(Exercise task)
Reproduce verbatim the lines of the records from the one containing "TARGET: glass dish handle" through the end of the records, both ends included.

^^^^

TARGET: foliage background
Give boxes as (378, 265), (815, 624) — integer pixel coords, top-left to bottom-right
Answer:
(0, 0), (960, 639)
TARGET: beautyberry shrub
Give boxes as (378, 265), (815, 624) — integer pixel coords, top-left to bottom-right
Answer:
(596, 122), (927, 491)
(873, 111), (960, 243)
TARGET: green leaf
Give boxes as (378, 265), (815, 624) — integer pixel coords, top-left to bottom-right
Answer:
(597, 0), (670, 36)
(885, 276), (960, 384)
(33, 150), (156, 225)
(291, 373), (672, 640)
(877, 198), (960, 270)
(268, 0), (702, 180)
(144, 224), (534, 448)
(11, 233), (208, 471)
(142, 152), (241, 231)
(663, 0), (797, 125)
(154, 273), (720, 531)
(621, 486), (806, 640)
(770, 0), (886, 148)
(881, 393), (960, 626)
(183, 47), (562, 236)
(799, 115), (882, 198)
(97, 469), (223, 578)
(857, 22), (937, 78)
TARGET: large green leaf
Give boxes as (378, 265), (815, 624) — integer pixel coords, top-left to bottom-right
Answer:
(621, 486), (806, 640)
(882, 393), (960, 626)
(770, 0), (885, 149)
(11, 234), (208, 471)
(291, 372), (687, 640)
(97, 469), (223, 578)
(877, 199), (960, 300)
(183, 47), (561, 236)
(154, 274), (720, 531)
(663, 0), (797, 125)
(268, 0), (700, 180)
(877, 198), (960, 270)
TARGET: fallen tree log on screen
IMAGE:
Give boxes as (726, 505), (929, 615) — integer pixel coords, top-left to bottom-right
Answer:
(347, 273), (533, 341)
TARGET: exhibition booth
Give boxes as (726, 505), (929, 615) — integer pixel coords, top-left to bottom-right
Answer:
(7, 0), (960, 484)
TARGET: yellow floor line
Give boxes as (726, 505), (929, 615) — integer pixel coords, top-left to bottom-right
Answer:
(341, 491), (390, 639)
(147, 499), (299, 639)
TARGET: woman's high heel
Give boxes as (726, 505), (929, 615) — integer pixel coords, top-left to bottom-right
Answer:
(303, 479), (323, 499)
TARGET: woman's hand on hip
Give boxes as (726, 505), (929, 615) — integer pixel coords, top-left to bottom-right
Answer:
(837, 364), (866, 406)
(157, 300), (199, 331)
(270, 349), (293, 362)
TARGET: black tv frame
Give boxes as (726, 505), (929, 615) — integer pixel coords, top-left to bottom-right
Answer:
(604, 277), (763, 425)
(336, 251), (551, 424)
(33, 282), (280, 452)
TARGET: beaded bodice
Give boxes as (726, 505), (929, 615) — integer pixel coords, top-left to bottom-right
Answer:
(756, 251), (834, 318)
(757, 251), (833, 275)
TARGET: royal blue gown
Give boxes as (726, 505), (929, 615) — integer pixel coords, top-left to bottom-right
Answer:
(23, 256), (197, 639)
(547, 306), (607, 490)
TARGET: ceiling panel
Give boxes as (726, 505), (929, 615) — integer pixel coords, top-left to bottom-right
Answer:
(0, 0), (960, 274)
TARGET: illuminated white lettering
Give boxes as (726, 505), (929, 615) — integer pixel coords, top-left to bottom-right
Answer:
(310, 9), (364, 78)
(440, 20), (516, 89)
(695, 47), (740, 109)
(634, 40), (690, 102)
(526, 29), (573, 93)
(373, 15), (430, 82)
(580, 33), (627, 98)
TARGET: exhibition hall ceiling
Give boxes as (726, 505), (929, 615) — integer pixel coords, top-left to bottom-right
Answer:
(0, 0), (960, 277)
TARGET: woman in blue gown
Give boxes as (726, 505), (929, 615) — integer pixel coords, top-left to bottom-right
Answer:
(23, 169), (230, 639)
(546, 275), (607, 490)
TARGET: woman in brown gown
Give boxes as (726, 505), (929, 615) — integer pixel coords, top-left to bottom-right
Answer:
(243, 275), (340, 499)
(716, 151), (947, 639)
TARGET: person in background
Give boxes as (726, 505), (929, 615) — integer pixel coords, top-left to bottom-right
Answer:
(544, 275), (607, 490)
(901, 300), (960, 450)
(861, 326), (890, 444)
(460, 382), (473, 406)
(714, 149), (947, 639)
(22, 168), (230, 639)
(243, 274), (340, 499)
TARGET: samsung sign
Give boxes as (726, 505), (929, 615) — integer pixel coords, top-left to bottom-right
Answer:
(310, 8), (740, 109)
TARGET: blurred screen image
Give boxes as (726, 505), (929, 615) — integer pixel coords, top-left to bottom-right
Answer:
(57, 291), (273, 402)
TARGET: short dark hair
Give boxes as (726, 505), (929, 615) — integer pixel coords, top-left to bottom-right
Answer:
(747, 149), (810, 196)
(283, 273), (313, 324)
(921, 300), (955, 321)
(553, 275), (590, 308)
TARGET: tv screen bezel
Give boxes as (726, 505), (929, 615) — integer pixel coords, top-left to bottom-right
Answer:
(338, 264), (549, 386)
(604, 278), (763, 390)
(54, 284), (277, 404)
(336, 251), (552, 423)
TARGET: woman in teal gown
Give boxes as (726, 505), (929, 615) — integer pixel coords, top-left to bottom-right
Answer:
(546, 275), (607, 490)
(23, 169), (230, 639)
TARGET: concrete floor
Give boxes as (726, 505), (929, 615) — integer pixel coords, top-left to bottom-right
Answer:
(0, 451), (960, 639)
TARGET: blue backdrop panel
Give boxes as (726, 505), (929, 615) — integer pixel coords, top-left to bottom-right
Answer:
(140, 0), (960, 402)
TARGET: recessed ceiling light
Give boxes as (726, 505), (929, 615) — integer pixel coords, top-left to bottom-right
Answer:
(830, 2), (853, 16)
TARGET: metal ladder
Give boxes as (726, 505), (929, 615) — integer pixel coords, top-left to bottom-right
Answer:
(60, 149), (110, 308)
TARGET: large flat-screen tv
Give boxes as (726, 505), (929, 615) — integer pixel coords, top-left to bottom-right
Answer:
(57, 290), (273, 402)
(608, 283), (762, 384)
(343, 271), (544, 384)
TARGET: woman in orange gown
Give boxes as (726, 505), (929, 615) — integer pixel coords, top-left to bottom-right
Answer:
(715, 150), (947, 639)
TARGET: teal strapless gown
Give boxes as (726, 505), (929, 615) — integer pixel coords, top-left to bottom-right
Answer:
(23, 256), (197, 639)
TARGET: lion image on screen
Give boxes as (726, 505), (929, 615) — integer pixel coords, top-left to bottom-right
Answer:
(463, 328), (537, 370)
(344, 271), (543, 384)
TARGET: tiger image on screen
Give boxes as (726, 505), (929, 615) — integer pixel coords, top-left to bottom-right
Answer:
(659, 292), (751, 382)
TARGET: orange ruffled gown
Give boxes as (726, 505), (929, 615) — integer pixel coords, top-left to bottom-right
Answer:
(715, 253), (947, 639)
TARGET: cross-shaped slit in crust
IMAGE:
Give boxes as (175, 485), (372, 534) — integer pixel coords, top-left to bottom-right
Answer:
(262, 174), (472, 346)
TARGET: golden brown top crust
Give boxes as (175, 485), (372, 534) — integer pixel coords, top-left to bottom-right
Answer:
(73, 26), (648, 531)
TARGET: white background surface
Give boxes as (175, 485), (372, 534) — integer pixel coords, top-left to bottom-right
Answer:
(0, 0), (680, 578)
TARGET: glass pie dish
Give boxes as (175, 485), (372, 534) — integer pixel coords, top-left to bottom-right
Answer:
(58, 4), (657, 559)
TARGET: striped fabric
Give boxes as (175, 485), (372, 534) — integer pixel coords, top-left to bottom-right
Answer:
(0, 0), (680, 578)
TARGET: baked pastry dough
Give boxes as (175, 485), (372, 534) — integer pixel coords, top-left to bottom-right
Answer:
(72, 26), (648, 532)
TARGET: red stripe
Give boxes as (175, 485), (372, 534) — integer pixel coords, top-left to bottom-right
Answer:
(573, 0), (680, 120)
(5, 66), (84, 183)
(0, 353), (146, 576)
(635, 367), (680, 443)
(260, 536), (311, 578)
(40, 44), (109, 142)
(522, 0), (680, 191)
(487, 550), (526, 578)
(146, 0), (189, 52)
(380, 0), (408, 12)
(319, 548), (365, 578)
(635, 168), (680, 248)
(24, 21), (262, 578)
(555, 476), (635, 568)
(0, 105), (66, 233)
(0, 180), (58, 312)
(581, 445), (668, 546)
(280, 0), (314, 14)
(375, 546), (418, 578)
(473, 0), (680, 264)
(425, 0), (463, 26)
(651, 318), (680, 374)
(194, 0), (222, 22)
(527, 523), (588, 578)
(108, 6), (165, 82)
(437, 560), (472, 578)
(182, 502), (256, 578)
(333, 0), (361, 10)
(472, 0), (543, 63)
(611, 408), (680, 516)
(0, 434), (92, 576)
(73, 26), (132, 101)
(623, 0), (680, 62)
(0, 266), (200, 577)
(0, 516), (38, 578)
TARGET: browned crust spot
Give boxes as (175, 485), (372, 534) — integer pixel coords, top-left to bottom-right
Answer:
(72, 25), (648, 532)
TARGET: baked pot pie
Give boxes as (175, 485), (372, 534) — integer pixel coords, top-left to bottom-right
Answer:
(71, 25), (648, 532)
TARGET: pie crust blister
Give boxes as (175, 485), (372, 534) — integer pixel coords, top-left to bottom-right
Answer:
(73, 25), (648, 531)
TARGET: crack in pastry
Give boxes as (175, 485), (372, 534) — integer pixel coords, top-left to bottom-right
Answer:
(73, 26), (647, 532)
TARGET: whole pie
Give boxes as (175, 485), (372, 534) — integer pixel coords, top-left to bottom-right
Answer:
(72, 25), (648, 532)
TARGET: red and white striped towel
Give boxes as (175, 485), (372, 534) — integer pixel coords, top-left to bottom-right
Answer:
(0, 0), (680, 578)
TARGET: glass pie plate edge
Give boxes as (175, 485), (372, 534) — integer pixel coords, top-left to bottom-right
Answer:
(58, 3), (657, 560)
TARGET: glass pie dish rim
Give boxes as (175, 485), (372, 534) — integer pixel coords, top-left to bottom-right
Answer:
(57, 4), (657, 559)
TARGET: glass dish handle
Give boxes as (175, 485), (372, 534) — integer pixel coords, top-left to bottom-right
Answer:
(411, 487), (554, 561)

^^^^

(Solution)
TARGET: glass dish handle
Give boxes as (175, 485), (372, 534) — integer pixel coords, top-left to bottom-right
Answer:
(411, 487), (554, 561)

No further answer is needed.